## Extract provided
# Town & Country Cuts



## Ladysmom (Oct 19, 2004)

For those of you who do the town and country cuts on your Malts, can you give me some tips?

What size blade do you use on the body? Or do you use a comb?

Do you trim just to the hip? And leave the backside long?

Do yo leave the chest a little longer to blend in with the front legs?

Bailey wore a Christmas vest yesterday and his chest was one solid mat when I took it off. :w00t: His hair is so pretty it is going to kill me to cut it, but he can't wear clothes if I don't.

Any tips would be appreciated!


----------



## pammy4501 (Aug 8, 2007)

Today is the second time I have heard this term. What exactly is a Town and Country cut Marj? Is it long legs, tail and face and a close body? I keep mine in that type of look. I didn't realize it had a name.


----------



## Ladysmom (Oct 19, 2004)

pammy4501 said:


> Today is the second time I have heard this term. What exactly is a Town and Country cut Marj? Is it long legs, tail and face and a close body? I keep mine in that type of look. I didn't realize it had a name.


Yes, but I've also heard it called a lamb cut. It seems the most practical for Malts who wear clothes. 

Bailey hates bows, but he doesn't mind clothes at all!


----------



## njdrake (Apr 23, 2007)

Marj, I have all three of mine in the Town and Country now. I have their bodies cut close and the rest is long. When I first had Zoey clipped I had her head and ears bobbed but since then its grown out and I'm still trying to decide if I'm leaving it or cutting it again. A lot of people cut the chest short too but I've just had theirs trimmed. My signature is from last year when I had Zoey's face bobbed. I posted pictures of them not too long ago and all three are in this cut.
I can put cloths on them now without worrying about all the matting. Its so easy to take care of and still looks cute.
I think Bailey would be adorable in it. He has the cutest face :wub:


----------



## Ladysmom (Oct 19, 2004)

Jane. what do they look like from the rear? Do you leave he hair completely long?


----------



## jmm (Nov 23, 2004)

Shirley Kalstone's poodle book is a great reference for where the lines go for different cuts.


----------



## Cosy (Feb 9, 2006)

It's really derived from the poodle cut. Marjorie Martin (exhibitor from many years ago) had instructions and pics in a book in the 70's or 80's.


----------



## njdrake (Apr 23, 2007)

Marj, I do keep the hair long in the rear. I'll send you some pictures.


----------



## Ladysmom (Oct 19, 2004)

Thanks, everybody! I ordered the book Jackie suggested, but I'd love pictures, tips, etc.

Got to figure out what to do with the rear. Poor Bailey is having a terrible problem with poop getting stuck in his hair! Just doing a little trim under the tail is not enough. Poor boy!


----------



## jmm (Nov 23, 2004)

If I recall the book would have the area under the tail down between the legs trimmed...Mine is packed away somewhere but I think that's right...


----------



## sassy's mommy (Aug 29, 2005)

## Record set

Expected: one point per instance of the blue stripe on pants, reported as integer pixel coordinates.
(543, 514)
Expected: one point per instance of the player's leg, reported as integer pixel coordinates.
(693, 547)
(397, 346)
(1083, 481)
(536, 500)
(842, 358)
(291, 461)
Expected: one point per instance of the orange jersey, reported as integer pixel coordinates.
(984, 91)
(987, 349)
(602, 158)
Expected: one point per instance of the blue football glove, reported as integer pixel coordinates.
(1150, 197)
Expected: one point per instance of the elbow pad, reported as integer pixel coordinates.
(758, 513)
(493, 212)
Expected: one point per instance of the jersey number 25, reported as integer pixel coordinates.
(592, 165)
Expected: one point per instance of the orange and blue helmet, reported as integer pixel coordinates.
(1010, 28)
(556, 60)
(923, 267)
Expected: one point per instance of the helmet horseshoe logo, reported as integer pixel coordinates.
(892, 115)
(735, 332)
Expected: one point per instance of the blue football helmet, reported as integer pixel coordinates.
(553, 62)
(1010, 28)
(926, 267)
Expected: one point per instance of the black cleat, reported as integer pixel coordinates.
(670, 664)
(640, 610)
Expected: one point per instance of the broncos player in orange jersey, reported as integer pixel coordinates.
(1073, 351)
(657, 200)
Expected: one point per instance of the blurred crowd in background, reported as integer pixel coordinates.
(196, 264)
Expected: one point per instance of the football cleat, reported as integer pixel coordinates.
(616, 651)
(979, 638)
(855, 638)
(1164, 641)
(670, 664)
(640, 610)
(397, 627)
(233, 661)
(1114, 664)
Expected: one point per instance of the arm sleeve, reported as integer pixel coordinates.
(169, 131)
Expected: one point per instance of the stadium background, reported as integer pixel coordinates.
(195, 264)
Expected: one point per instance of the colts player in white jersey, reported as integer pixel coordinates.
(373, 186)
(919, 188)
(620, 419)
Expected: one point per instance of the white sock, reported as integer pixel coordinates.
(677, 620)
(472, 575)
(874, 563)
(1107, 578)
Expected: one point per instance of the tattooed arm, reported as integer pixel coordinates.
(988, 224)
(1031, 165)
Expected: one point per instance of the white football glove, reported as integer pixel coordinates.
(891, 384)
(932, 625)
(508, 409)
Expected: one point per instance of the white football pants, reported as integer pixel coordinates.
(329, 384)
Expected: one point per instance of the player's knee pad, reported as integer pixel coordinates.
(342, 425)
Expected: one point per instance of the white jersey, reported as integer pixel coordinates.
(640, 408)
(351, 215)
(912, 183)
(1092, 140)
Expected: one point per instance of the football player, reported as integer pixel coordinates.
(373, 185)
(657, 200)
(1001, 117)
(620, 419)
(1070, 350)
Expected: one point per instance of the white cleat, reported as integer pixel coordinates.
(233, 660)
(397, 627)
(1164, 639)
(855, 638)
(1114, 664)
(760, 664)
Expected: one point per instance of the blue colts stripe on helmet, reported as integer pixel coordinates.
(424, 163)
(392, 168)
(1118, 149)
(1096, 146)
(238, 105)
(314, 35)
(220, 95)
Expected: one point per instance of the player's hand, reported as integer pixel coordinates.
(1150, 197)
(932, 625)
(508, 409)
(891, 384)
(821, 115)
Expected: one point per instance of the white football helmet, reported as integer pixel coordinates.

* * *

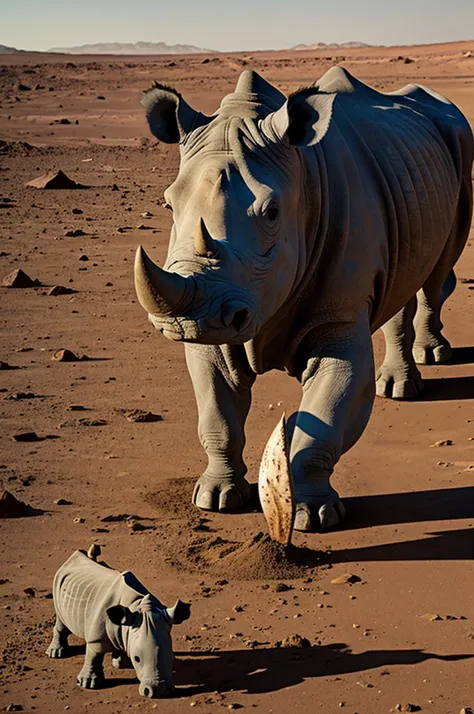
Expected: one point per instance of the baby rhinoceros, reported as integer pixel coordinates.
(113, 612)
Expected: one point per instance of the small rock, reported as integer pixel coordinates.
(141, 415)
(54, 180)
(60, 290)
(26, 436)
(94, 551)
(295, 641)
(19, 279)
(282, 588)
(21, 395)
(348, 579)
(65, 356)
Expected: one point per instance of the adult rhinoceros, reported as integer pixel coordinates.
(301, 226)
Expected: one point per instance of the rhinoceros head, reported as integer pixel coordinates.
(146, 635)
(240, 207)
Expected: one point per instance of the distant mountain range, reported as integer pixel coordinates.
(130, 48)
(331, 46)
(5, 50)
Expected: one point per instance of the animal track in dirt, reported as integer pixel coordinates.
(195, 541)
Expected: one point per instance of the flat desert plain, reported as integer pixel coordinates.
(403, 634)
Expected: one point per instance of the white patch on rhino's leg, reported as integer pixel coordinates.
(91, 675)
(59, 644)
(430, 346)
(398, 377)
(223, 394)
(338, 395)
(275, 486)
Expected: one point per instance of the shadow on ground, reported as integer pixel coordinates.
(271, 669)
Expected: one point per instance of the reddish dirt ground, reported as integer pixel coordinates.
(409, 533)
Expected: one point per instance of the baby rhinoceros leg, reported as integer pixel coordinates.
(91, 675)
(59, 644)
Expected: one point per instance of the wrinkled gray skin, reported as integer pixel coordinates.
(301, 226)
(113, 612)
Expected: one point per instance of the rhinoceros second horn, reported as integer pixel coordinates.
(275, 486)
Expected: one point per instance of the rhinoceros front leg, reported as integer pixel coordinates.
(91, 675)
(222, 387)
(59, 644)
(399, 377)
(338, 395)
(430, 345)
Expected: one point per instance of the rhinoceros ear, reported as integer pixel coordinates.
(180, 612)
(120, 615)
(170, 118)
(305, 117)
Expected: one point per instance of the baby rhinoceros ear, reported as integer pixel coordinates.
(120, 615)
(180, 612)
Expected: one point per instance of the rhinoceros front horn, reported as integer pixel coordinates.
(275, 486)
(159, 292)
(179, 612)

## Required work
**a)** According to the forum thread on Town and Country cuts, what other name has Ladysmom heard for the cut?
**b)** Resume the forum thread on Town and Country cuts, picking up after its final line.

## Solved tasks
**a)** A lamb cut.

**b)**
Marj, I use a 3/4" (19mm) blade on Sassy and I cut in the direction that the hair grows, this leaves the hair about 1 inch long. If you cut against the growth of the hair the clipper will cut shorter (3/4"). I cut her tummy against the way the hair grows, and use a #4 1/2 on her hygiene area. I only make about 3-4 swipes down the middle of her back, then behind her front leg and in front of her back leg (whole area) I place the clipper on her back then as I pull it downward towards the table I lift the clipper out as I go so that the hair gets longer as it goes down. To cut her skirt. I angle it on about a 45* angle (skirt length is scissor cut). I like her ears bobbed straight, no angle...ears, face and mustache all one straight line. For her little butt I hold her tail out of the way and I make one clipper swipe around her tail and between her legs. This gives her the appearance of having 2 legs in the back. Otherwise if you don't cut it like this it looks like a full skirt and it messes up the look. (Ask me how I know this, LOL). Don't cut down too low on the hips. I probably did not explain this very good, but I am sure the book you ordered will help.


----------



## Ladysmom (Oct 19, 2004)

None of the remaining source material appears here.